### Task statement:
Copy out the portion of the passage below about Tobin's trial between "It is of course" and "kindliness and attentiveness.", inclusive.

### Passage to read:
Which, in a way, he was. By denying his guilt in the teeth of damning scientific evidence to the contrary, he was in control. Tobin clearly relished starring in his own elaborate drama, sticking up two fingers to the authorities.
The whole trial, in that sense, was a game of his own making. Sitting in the dock wasting public money and listening to his defence counsel defend his reputation represented better entertainment for him than hours locked in a cell in Peterhead prison.
Every day he arrived in court wearing either a baby blue or mauve pullover - pastel shades to soften his image and match his silver hair. His fringe was too long, which gave him a seedy look. He often scribbled notes to his defence, participating in the charade of indignant innocence.
A picture emerged during the trial of an itinerant, uneducated, rootless man, living off invalidity benefits, who bought and sold old cars at auction. For years, it appeared, he had lived on prescription drugs - amiltriptyline, an antidepressant, and diazepam, a sedative. All he was good at, it seemed, was digging holes.
What also emerged was the poverty of his relationships with other people. He told detectives he had few close friends - he struggled to remember the names of just two - and he said he was not close to his children. “Once you get married and split, that's it like.” His father, he said, was an “****hole”. He referred to women in the crudest terms. “She was a poke and that was it, end of story.”
It is of course his deranged and brutal relationships with women that are central to understanding him.
The women he preyed on were always much younger than him, and, like Vicky Hamilton, usually trusting or vulnerable. He appeared to be able to turn on the charm until he had them in his clutches.
His first marriage was to a 17-year-old Glaswegian called Margaret Mackintosh, when he was 23. She has spoken of the terrible abuse he inflicted on her and how he bought her a puppy, which he decapitated because it was barking.
Cathy Wilson, who married him and lived briefly with him in Bathgate until she could stand his vicious rages no more, was only 16 when they met. He was 41 and at first wooed her with kindliness and attentiveness.
The schoolgirls whom he drugged and raped in 1993 were aged 14 and 15.
Vicky was also 15 when she met him and believed him to be a middle-aged good Samaritan on a snowy night.
Another manifestation of Tobin's inadequacy and attention-seeking is to be found in his health. There was a suicide attempt by overdose after Cathy left him; and he has faked several heart attacks. The trial in Dundee was delayed one morning while a doctor was called to attend to him.
Tobin was heard on tape earnestly listing his ailments to detectives: he had cardiovascular heart disease, something wrong with his leg, a bad back and had had a kidney operation.
Officers who have had contact with him believe he is a deeply egotistical person who relishes the limelight.
Tobin did not take the witness stand, and one of the fascinating episodes of the lengthy court case was the chance to hear him speak for the first time on video. He was barely articulate, at times wheedling and crafty, at other times sullen and aggressive.
As one detective put it, the really dangerous ones are always the most insignificant-looking.

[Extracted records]
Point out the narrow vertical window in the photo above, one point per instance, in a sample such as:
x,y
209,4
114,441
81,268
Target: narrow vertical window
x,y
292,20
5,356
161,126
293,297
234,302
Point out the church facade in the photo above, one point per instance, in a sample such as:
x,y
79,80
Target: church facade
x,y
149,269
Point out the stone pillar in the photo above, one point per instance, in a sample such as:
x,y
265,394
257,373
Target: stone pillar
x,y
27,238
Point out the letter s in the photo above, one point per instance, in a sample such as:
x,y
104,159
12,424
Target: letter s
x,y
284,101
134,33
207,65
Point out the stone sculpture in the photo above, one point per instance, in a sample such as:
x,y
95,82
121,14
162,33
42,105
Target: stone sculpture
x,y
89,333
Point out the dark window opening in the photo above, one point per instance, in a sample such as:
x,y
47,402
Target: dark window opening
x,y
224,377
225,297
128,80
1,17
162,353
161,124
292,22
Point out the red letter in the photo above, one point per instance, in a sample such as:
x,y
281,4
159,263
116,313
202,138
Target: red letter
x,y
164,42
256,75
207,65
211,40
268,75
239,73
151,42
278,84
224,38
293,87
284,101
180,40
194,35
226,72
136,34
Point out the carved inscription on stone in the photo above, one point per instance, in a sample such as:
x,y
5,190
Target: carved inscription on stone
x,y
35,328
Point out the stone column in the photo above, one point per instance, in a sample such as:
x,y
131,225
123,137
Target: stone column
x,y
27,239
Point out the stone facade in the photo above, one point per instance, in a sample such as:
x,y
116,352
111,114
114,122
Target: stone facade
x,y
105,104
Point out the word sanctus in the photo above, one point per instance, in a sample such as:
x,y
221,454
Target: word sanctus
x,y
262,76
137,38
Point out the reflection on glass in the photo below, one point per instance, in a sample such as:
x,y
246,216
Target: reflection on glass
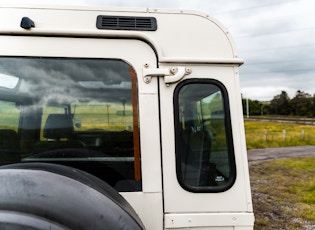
x,y
202,137
77,112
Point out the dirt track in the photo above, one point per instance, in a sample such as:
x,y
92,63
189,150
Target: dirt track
x,y
256,155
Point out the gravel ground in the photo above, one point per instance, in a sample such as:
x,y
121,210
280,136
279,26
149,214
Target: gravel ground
x,y
256,155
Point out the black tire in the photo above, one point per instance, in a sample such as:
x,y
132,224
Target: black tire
x,y
50,196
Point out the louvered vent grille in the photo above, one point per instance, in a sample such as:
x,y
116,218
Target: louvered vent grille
x,y
126,23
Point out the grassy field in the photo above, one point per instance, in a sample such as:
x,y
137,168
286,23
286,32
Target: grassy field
x,y
284,194
262,134
283,190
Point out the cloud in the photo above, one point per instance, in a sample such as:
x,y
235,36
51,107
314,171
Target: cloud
x,y
274,37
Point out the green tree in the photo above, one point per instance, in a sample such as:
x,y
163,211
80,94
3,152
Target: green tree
x,y
302,104
280,104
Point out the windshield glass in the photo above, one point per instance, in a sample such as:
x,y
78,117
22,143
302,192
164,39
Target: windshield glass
x,y
78,112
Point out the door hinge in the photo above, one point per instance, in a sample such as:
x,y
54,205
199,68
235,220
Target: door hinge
x,y
171,75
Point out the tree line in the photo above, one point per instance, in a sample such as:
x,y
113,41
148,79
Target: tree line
x,y
302,104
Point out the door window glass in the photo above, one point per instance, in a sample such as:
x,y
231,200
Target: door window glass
x,y
77,112
204,147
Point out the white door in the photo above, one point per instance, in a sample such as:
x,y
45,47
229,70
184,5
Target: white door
x,y
147,201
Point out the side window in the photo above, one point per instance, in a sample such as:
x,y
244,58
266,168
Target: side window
x,y
9,143
204,146
79,112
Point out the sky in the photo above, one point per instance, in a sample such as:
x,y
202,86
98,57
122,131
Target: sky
x,y
275,38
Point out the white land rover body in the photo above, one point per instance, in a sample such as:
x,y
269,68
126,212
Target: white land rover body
x,y
120,119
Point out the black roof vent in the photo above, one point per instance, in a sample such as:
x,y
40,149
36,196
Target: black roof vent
x,y
126,23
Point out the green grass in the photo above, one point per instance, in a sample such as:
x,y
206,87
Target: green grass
x,y
260,134
284,193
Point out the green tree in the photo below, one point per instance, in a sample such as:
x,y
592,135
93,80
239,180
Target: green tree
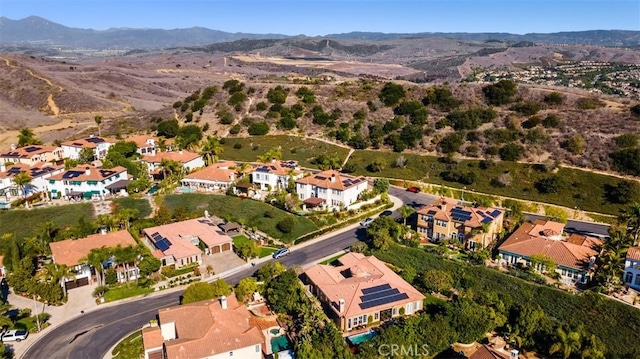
x,y
22,180
406,212
197,292
245,288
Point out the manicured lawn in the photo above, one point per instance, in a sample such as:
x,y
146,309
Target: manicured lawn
x,y
245,211
576,189
24,223
293,148
125,292
130,347
241,239
141,204
333,260
266,251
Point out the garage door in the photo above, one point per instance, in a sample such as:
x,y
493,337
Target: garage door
x,y
77,283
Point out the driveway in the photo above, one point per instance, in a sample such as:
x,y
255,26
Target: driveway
x,y
221,262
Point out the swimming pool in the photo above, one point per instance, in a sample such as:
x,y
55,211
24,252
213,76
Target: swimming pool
x,y
362,337
279,344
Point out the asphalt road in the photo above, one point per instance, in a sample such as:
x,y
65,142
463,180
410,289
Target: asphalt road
x,y
94,333
597,228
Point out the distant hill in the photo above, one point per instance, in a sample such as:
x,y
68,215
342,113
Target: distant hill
x,y
36,31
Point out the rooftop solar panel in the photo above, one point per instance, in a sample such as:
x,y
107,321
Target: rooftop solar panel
x,y
375,289
385,300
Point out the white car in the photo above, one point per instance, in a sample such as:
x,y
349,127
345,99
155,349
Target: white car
x,y
366,222
281,253
17,335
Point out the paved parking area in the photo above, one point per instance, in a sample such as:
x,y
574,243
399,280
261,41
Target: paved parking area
x,y
222,262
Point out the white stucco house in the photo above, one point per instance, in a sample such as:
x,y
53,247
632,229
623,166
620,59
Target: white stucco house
x,y
40,175
332,187
100,146
275,174
86,181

### Task response:
It is of course his deranged and brutal relationships with women that are central to understanding him.
The women he preyed on were always much younger than him, and, like Vicky Hamilton, usually trusting or vulnerable. He appeared to be able to turn on the charm until he had them in his clutches.
His first marriage was to a 17-year-old Glaswegian called Margaret Mackintosh, when he was 23. She has spoken of the terrible abuse he inflicted on her and how he bought her a puppy, which he decapitated because it was barking.
Cathy Wilson, who married him and lived briefly with him in Bathgate until she could stand his vicious rages no more, was only 16 when they met. He was 41 and at first wooed her with kindliness and attentiveness.